> [ASSIGNMENT]: Whenever a line in the data holds the string "coat", pull that line out.

> [ENTRIES SUPPLIED]:
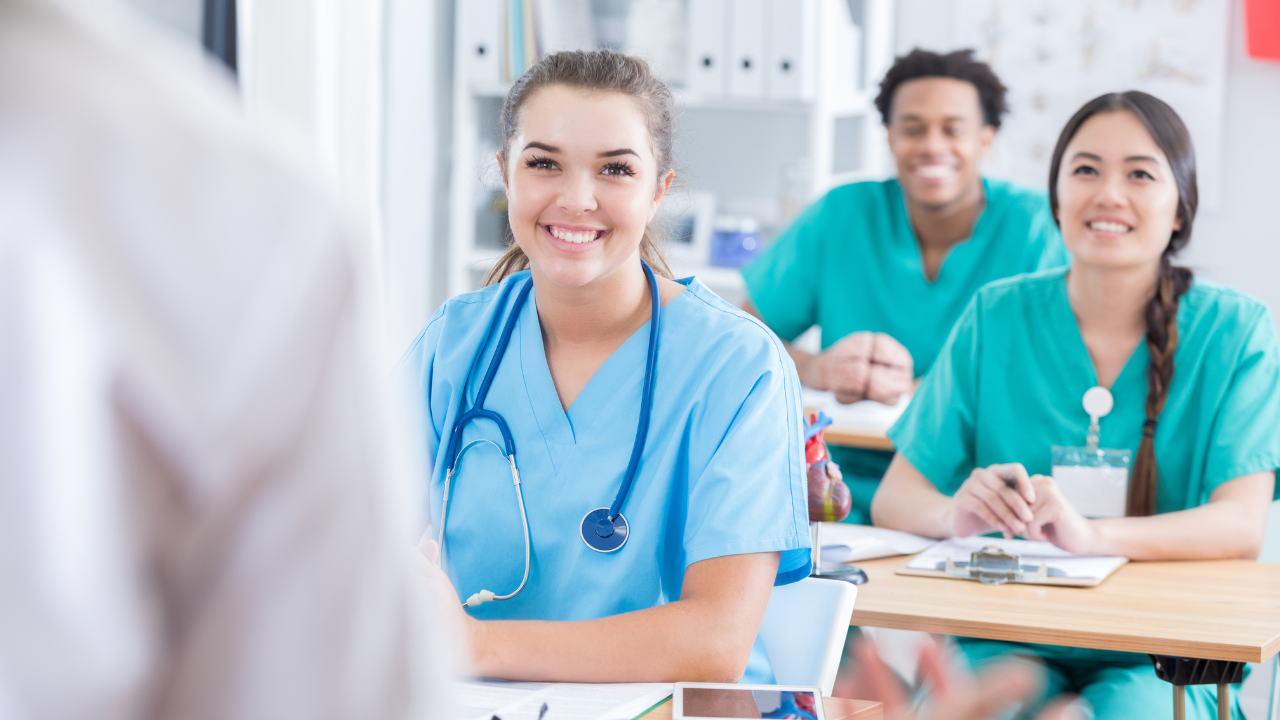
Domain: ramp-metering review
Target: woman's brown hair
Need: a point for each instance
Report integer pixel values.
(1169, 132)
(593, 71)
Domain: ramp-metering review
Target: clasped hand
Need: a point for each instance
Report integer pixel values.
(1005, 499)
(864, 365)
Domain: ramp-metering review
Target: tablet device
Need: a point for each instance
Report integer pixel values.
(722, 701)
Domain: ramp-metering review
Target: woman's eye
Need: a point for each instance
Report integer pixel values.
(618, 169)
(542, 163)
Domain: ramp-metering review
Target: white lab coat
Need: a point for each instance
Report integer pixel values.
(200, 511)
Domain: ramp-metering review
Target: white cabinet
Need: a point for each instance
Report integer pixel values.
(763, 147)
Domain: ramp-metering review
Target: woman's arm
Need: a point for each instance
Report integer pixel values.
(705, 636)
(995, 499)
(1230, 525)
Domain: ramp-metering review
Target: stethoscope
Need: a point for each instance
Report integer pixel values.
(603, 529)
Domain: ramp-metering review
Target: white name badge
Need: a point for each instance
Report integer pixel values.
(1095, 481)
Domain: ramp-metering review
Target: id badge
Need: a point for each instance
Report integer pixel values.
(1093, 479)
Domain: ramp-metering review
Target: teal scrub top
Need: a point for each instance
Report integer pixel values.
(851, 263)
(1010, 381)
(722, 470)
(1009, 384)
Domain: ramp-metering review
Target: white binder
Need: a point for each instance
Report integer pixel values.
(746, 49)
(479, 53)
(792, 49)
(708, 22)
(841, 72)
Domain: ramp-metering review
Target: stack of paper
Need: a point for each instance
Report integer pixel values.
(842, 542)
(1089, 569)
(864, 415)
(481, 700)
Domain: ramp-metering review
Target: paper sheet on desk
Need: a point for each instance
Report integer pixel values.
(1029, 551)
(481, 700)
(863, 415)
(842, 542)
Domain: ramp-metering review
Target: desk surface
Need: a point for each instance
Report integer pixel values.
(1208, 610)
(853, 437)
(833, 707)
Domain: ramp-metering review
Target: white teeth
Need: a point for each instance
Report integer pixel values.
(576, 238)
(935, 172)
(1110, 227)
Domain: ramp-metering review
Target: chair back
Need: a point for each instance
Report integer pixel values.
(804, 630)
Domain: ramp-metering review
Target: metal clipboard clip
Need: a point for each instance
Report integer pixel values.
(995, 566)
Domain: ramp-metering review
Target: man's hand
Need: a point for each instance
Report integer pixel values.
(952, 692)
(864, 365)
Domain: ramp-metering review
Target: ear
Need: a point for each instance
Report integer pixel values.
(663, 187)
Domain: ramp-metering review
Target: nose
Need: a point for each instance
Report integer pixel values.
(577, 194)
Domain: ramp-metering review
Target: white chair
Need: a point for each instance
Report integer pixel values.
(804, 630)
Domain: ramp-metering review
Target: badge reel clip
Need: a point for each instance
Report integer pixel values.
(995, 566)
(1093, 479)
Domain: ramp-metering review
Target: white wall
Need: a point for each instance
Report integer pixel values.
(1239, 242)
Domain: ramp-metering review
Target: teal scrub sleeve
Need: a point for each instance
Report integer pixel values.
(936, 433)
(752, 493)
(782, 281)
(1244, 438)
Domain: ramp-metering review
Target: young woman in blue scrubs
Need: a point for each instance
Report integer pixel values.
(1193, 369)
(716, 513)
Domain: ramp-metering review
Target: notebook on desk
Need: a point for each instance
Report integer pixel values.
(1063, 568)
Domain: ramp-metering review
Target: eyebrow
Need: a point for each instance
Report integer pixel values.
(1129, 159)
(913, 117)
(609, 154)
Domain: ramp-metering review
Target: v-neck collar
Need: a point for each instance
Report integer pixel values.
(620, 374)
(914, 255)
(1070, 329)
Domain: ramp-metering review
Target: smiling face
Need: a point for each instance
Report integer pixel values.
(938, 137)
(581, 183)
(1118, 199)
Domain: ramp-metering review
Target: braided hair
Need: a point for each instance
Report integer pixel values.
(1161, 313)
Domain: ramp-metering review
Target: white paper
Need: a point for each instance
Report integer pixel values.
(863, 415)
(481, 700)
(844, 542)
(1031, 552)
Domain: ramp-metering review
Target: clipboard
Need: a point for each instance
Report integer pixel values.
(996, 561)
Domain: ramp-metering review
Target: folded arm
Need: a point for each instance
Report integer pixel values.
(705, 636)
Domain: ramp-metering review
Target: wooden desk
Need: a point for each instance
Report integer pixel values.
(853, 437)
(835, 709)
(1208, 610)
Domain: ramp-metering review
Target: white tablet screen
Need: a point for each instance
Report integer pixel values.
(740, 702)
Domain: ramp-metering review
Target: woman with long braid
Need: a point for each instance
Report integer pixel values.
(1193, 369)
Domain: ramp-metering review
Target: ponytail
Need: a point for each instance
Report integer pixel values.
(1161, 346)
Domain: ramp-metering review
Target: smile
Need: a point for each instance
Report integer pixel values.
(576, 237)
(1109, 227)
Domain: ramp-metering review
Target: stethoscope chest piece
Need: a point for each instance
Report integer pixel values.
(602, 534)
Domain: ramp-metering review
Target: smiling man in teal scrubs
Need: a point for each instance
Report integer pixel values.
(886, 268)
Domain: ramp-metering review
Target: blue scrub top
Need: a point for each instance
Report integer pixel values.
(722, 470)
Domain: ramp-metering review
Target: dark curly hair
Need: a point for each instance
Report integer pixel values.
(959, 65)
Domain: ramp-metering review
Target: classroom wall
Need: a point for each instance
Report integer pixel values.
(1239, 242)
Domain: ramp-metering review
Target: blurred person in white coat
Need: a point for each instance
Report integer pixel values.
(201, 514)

==

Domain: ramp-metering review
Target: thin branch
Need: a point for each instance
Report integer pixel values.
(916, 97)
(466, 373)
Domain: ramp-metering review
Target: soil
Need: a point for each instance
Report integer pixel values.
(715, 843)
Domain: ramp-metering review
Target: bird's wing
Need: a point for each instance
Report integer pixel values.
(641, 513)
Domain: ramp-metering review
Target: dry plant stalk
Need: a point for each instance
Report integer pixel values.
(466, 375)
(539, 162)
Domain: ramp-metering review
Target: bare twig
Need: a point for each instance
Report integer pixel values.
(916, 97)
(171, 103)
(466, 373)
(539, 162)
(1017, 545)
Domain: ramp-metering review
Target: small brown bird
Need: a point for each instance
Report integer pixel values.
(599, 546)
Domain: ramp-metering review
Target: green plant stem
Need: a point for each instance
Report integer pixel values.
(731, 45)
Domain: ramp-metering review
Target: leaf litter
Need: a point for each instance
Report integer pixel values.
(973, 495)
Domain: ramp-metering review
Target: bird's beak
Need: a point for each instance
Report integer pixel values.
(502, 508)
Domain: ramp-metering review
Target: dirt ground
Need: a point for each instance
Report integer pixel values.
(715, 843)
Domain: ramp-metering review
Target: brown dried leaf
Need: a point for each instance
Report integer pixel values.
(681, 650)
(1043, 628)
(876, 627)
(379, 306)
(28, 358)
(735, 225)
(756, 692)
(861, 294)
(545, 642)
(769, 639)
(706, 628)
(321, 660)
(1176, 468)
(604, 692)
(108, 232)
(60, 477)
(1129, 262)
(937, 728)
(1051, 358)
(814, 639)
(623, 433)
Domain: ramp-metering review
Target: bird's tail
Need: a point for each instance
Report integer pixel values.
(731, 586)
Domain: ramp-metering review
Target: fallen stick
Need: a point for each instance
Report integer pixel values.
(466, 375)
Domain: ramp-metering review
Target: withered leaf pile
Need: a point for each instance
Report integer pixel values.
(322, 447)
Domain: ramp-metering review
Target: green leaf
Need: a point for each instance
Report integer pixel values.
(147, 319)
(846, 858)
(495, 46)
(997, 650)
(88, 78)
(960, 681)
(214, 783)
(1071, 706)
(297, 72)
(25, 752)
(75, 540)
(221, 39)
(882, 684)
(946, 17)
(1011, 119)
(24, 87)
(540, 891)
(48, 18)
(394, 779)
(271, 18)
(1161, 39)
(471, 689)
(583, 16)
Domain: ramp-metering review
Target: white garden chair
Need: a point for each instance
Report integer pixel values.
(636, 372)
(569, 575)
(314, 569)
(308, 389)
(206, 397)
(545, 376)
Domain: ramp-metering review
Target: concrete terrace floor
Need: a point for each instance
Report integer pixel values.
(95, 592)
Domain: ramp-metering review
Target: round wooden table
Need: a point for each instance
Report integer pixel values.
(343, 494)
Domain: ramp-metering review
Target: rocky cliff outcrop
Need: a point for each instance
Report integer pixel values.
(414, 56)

> [EXERCISE RESULT]:
Target: white lab coat
Target: blurred person in white coat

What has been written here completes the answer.